PROBLEM REQUIREMENTS: List each line below that contains the word "woman". Case counts.

Object pointing dataset lines:
☆ ☆ ☆ ☆ ☆ ☆ ☆

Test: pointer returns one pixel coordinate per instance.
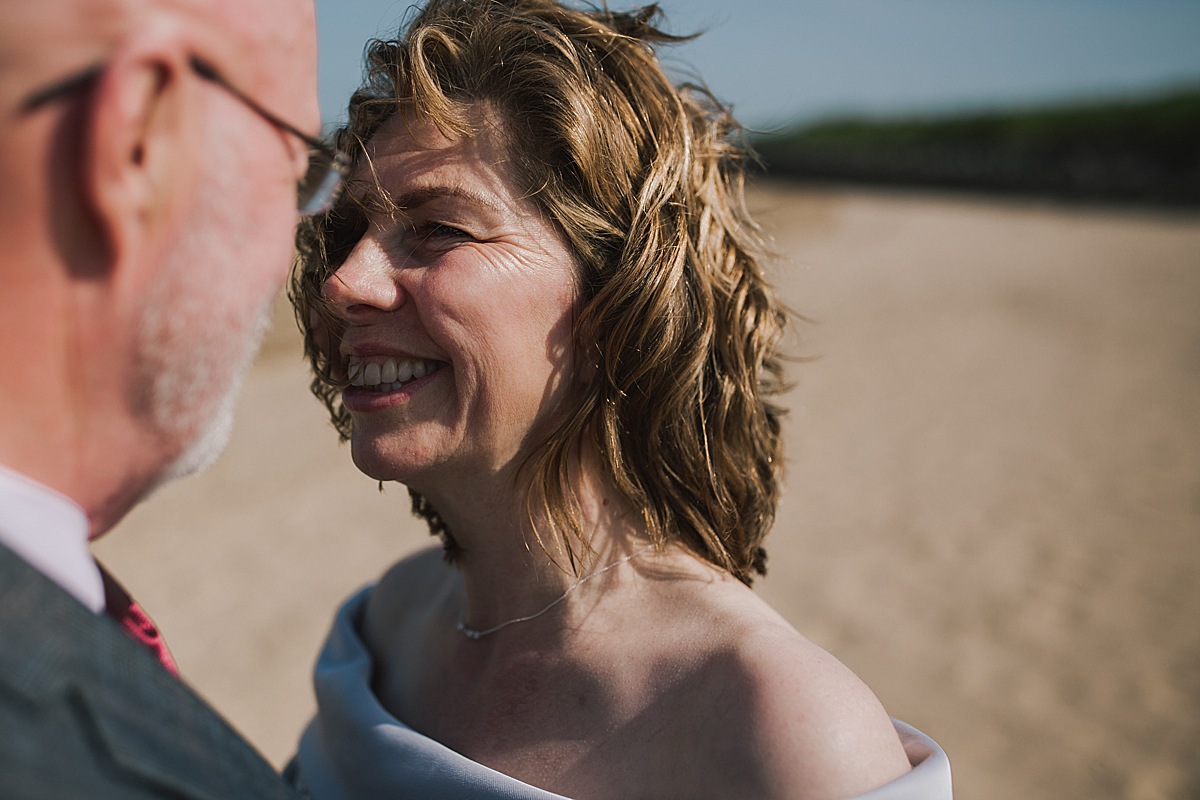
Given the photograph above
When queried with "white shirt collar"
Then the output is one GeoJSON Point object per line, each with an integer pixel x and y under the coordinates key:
{"type": "Point", "coordinates": [49, 531]}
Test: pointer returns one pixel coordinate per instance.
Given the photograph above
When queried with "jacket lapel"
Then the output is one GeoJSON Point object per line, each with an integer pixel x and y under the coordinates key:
{"type": "Point", "coordinates": [147, 721]}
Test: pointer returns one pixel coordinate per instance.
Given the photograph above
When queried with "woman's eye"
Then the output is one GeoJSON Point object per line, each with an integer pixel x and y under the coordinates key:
{"type": "Point", "coordinates": [441, 229]}
{"type": "Point", "coordinates": [431, 238]}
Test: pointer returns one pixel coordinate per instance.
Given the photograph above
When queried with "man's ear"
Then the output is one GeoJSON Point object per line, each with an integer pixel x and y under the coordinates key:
{"type": "Point", "coordinates": [137, 156]}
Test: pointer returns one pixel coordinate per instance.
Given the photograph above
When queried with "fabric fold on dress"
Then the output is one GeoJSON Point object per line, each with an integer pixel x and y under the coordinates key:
{"type": "Point", "coordinates": [354, 749]}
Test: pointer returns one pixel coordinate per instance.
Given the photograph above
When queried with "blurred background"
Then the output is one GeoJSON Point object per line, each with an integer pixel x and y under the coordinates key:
{"type": "Point", "coordinates": [989, 214]}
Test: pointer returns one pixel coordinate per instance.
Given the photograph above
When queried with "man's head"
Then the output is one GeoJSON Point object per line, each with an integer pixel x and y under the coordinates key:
{"type": "Point", "coordinates": [150, 170]}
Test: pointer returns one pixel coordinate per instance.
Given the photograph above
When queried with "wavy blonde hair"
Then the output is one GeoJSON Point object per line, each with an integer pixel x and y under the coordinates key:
{"type": "Point", "coordinates": [645, 180]}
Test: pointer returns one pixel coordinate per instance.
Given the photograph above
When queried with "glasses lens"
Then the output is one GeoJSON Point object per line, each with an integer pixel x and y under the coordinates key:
{"type": "Point", "coordinates": [318, 190]}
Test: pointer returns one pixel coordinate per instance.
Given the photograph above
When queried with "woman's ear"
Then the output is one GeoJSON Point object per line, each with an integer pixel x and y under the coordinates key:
{"type": "Point", "coordinates": [138, 150]}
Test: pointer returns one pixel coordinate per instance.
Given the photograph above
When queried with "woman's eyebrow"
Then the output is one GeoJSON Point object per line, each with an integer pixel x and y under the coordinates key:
{"type": "Point", "coordinates": [418, 197]}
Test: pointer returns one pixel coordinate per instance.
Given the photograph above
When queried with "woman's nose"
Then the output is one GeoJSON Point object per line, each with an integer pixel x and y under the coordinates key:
{"type": "Point", "coordinates": [367, 282]}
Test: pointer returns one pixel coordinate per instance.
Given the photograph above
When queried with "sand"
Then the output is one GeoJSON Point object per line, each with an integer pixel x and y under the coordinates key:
{"type": "Point", "coordinates": [991, 512]}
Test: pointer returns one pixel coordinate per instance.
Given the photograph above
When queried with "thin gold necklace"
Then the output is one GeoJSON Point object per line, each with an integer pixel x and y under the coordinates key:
{"type": "Point", "coordinates": [472, 633]}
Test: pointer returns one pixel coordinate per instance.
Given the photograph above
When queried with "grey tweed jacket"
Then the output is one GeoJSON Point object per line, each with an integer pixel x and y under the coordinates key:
{"type": "Point", "coordinates": [87, 713]}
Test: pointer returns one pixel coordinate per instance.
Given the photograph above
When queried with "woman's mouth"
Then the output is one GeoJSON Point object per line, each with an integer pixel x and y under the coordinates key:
{"type": "Point", "coordinates": [388, 374]}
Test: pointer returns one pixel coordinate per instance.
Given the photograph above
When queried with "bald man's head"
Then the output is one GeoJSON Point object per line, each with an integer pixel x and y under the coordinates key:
{"type": "Point", "coordinates": [150, 160]}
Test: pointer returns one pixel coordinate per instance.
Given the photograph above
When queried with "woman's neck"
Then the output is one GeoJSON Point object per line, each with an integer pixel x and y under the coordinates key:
{"type": "Point", "coordinates": [508, 572]}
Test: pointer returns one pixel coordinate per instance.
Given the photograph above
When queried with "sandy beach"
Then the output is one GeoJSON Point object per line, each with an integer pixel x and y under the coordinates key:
{"type": "Point", "coordinates": [991, 511]}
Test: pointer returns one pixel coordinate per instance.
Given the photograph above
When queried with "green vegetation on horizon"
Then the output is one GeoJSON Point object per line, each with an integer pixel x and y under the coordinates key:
{"type": "Point", "coordinates": [1145, 149]}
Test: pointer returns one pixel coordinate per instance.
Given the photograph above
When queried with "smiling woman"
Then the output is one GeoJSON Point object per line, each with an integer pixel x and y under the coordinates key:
{"type": "Point", "coordinates": [540, 305]}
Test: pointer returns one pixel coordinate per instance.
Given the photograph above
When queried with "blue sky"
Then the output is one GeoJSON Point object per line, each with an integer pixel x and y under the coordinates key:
{"type": "Point", "coordinates": [779, 61]}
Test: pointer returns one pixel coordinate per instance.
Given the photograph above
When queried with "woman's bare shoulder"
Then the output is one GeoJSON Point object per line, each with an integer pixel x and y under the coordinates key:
{"type": "Point", "coordinates": [796, 721]}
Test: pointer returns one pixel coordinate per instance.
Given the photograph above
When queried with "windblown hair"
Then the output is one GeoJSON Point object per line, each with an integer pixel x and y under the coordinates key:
{"type": "Point", "coordinates": [645, 181]}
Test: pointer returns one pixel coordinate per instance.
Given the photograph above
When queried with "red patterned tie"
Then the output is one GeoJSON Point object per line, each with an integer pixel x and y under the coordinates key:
{"type": "Point", "coordinates": [135, 621]}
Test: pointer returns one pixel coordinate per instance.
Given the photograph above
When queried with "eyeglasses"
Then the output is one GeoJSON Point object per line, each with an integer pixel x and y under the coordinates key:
{"type": "Point", "coordinates": [328, 167]}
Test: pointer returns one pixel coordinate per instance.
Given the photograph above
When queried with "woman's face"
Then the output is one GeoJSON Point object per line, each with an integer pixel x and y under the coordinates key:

☆ ☆ ☆ ☆ ☆ ☆ ☆

RESPONSE:
When queried with "woman's eye"
When queried with "woman's ear"
When queried with "woman's eyebrow"
When queried with "woman's nose"
When queried with "woman's mouth"
When queried with "woman's neck"
When queried with "smiling woman"
When queried with "woman's bare shoulder"
When queried with "woman's face"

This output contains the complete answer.